# Problem details
Carry on the article below about Julia Lester's talk at Ithaca College, picking up after its final sentence.

# Extract provided
<<<<

Julia Lester, actress and singer known for her time as Ashlyn on “High School Musical: The Musical: The Series,” was brought to Ithaca College via Zoom for the New York Film and Television Student Alliance as a part of the alliance’s “Actors on Set” program Sept. 26.
Junior Grant Johnson and senior Paige Morrissey introduced Lester to the packed room of about 60 students in Textor 103 as Lester spoke to them about growing up around actors and theatrical family members, which inspired her pathway into acting.
“My parents were primarily theater performers in Los Angeles where I grew up when I was little,” Lester said. “So when you think of Bringing-Your-Kid-to-Work-Day, I was going to rehearsals of shows that my parents were doing or performances or on set if they were in commercials. … [There was] just a lot of theater in our household, which was very fun. Everybody’s very musical.”
While speaking about her upbringing, Lester said she had to learn from a young age how to juggle her education with being on the stage and the pressure of acting alongside older people.
“I was never homeschooled growing up and went to public school for my entire life through 12th grade, which I think was very good for me,” Lester said. “I think for some people who are truly working when they’re kids who can’t go to school, I think that’s amazing. And they learn in their own way, but I was very much a normal kid and would go to public school and truly don’t know how I graduated high school because … I worked more in television when I was in high school.”
Lester said immediately after graduating from high school in 2017, she started acting in theater performances in LA. She said one day while in rehearsal for “Shrek the Musical,” she glanced down at her phone and was notified that she was booked for an audition for a new Disney+ television series.
“At the time, [the show] was called “High School Musical: The Musical” and I was like, ‘What is this?,’ this sounds amazing,” Lester said. “I read the character description for a character named Ashlyn and I remember it saying something like, ‘Brash and gutsy as if Kelly Clarkson went to high school’ and I was very, very excited.”
The name of the series soon became “High School Musical: The Musical: The Series,” which Lester said was the first Disney+ original series along with The Mandelorian. The series premiered in November 2019 and concluded in August 2023, featuring Olivia Rodrigo, Josh Bassett and Lester as some of the show’s main characters.
While the opportunity was fantastic, Lester said, she felt there were pressures of being on the show, from portraying characters from a cult-classic movie series to the external pressure the cast felt from people that would comment about the cast being so-called, “Zach and Vanessa posers.”
“It felt very exciting to portray a very accurate representation of what it felt like to grow up with High School Musical movies because if you grew up with them … they were the end all, be all of Disney Channel movies,” Lester said. “We knew what we were in for. So it felt very strange, like people outside of our control had a lot of opinions, but we knew that once the show dropped, people would be like, ‘Oh, that’s what they’re doing. That’s cool. That’s different.’”
Lester said that learning how to act for the stage has made her a better actor and provided significant benefits for her career, including having a broader range of the types of acting she can do — not just for the camera or the stage, but for all types of performances.
“I would say that having theater training set me up for so much success in being able to chameleon into different genres,” Lester said. “But theater was extremely helpful in learning how to … compare one job to another job and figure out what that is. But theater training was very, very helpful.”

>>>>

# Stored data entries
<<<<

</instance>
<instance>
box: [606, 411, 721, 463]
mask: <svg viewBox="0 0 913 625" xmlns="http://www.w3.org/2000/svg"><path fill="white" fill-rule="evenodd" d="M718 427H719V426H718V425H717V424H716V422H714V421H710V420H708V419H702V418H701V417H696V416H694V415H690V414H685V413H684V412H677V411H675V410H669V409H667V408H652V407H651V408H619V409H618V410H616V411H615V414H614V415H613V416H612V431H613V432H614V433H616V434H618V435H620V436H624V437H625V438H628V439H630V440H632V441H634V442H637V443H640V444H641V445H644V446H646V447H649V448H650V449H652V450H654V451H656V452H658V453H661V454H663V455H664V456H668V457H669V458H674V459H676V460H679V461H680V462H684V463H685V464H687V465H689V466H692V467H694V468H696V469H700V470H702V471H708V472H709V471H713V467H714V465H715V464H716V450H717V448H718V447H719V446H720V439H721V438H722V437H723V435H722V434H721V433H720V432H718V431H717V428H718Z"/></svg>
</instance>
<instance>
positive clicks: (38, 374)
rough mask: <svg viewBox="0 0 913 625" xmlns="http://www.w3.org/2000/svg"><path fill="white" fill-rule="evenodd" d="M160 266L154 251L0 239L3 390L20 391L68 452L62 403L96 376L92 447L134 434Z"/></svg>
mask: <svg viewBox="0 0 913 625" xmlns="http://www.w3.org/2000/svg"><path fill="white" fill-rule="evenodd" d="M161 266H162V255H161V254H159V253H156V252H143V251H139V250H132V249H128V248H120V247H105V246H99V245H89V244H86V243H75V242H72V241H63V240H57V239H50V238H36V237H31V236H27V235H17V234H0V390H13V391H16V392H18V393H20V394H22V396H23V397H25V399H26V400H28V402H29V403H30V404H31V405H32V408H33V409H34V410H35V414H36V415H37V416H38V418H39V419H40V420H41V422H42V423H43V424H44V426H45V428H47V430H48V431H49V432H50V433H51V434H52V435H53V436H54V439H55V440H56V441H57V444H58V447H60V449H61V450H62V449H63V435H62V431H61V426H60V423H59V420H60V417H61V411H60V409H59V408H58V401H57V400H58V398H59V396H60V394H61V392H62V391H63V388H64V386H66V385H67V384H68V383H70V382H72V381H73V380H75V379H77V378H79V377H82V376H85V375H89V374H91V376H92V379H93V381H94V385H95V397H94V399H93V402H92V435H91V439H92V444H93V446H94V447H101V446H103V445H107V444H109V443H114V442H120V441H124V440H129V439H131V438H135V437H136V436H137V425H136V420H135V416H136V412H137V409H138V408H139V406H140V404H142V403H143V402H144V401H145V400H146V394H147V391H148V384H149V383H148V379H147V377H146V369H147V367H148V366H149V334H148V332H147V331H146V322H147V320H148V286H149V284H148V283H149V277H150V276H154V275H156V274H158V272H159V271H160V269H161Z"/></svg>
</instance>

>>>>

# Output for this exercise
While Lester said she hopes to continue pursuing acting, she said she hopes to become a director in the future. She gave advice to the NYFTA students to be a fly on the wall to get into directing and what qualities make someone a good person to work with in the setting of a set or stage.
“Making your actor feel like they’re the only person in the room is so important because your job as a director is not just the actors,” Lester said. “It’s every other facet of the show or movie or whatever you’re doing, which is like a huge responsibility and a huge broad job. … Sometimes you can feel a little lost and wonder if you’re doing the right thing, so I think being very intimate and quiet and connected with your actors is super important.”
Lester’s last piece of advice to the audience was something she had learned from one of her co-stars, the original Ms. Darbus, played by Alyson Reed. Lester said one of the most impactful things she had ever heard on set for “High School Musical: The Musical: The Series,” was from Reed.
“She would say this quote to us, ‘Memorize your life,’” Lester recalled. “She really taught us to remember to take snapshots of the things that lead you into the rest of your life. And I found that really beautiful.”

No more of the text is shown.